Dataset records
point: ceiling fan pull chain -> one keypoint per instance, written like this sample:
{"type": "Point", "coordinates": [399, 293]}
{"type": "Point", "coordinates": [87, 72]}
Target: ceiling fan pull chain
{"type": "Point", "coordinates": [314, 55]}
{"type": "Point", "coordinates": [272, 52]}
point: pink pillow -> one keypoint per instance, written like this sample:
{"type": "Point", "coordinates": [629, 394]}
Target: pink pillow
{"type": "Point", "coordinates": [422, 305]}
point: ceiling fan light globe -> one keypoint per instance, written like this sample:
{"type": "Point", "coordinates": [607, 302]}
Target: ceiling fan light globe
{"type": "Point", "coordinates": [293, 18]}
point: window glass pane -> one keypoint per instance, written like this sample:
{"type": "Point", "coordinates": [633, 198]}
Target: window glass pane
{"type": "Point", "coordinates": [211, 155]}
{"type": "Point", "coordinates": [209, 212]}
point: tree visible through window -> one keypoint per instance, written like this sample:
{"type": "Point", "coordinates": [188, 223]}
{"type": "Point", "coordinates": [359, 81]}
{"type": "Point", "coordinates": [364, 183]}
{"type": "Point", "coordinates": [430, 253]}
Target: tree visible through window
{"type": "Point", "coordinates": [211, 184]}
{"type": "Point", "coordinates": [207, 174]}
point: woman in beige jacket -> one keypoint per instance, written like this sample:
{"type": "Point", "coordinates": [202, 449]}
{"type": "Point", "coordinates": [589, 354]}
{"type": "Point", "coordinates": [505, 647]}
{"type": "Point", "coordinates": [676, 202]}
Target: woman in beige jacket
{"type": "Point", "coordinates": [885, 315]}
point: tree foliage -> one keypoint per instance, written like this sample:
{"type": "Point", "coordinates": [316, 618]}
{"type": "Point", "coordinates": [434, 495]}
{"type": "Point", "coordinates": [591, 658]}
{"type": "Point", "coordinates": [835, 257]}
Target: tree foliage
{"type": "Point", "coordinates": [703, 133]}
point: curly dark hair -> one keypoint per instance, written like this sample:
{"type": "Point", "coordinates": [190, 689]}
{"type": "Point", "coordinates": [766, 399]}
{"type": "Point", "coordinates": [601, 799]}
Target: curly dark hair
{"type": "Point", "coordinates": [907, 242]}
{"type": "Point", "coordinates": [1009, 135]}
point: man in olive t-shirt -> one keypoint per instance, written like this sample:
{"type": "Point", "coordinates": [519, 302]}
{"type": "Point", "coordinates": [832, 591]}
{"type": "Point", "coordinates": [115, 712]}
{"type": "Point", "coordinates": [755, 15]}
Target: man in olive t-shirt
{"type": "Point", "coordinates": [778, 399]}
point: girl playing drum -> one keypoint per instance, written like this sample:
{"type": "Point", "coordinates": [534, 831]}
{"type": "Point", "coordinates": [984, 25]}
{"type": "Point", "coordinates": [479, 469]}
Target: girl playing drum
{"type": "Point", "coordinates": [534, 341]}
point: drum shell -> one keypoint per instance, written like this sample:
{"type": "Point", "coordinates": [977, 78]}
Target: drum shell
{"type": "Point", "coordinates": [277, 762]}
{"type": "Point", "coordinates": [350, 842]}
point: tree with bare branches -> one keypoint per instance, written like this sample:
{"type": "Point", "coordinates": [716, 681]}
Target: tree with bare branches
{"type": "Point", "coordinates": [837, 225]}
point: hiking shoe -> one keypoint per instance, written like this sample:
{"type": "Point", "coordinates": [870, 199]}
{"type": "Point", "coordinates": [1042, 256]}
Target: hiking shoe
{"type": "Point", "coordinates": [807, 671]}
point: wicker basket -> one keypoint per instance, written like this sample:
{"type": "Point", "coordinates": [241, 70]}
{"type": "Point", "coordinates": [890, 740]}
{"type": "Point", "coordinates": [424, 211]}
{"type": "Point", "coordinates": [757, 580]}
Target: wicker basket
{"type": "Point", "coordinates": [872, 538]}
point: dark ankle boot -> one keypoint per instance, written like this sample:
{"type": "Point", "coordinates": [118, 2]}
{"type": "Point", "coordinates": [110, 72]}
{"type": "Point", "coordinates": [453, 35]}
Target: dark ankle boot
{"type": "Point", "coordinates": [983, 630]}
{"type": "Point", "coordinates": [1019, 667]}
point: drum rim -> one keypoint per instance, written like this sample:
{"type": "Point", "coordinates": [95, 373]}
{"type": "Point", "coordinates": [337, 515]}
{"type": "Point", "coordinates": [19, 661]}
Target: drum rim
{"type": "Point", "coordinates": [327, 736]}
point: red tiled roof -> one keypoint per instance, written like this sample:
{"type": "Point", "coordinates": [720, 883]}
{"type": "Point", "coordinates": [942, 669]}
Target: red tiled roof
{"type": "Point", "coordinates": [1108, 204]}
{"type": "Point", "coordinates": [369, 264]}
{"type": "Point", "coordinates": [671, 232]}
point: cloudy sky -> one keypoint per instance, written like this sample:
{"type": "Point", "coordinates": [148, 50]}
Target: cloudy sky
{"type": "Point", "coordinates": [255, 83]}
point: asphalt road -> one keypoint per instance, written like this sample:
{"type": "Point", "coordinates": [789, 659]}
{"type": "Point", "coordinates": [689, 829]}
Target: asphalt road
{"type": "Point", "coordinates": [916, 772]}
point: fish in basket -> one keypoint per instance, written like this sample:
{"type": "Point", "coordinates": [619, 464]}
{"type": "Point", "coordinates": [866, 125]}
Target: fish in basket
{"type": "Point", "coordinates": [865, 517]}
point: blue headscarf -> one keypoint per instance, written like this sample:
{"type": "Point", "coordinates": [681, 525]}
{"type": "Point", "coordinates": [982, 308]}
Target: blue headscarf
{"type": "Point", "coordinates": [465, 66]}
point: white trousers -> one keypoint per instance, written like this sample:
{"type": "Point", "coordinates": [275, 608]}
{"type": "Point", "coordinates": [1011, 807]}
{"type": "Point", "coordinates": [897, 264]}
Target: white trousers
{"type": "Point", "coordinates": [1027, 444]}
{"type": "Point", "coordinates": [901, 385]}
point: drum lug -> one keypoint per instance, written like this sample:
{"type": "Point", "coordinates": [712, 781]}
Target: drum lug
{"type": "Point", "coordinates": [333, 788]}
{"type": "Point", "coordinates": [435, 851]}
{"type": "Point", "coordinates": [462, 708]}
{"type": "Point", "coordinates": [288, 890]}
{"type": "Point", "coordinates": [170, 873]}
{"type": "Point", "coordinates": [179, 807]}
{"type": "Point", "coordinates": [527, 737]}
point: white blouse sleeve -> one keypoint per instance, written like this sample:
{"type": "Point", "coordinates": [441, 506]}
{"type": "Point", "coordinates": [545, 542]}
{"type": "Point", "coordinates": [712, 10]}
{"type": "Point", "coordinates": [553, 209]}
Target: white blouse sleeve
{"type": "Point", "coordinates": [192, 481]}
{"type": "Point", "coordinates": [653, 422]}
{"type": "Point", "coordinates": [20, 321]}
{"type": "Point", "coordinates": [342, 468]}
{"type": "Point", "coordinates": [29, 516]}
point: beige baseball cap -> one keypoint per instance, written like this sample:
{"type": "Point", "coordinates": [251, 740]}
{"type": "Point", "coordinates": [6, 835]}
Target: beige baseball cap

**Aim:** Lines from the one containing "point: white blouse" through the final line are to be given again verbatim, with nothing before or after.

**Answer to the task:**
point: white blouse sleeve -> one keypoint per instance, written like this sample:
{"type": "Point", "coordinates": [441, 506]}
{"type": "Point", "coordinates": [545, 542]}
{"type": "Point", "coordinates": [712, 10]}
{"type": "Point", "coordinates": [553, 209]}
Target: white blouse sleeve
{"type": "Point", "coordinates": [192, 481]}
{"type": "Point", "coordinates": [653, 422]}
{"type": "Point", "coordinates": [20, 321]}
{"type": "Point", "coordinates": [342, 468]}
{"type": "Point", "coordinates": [29, 516]}
point: beige baseball cap -> one keypoint per instance, written like this sample:
{"type": "Point", "coordinates": [251, 740]}
{"type": "Point", "coordinates": [6, 835]}
Target: beige baseball cap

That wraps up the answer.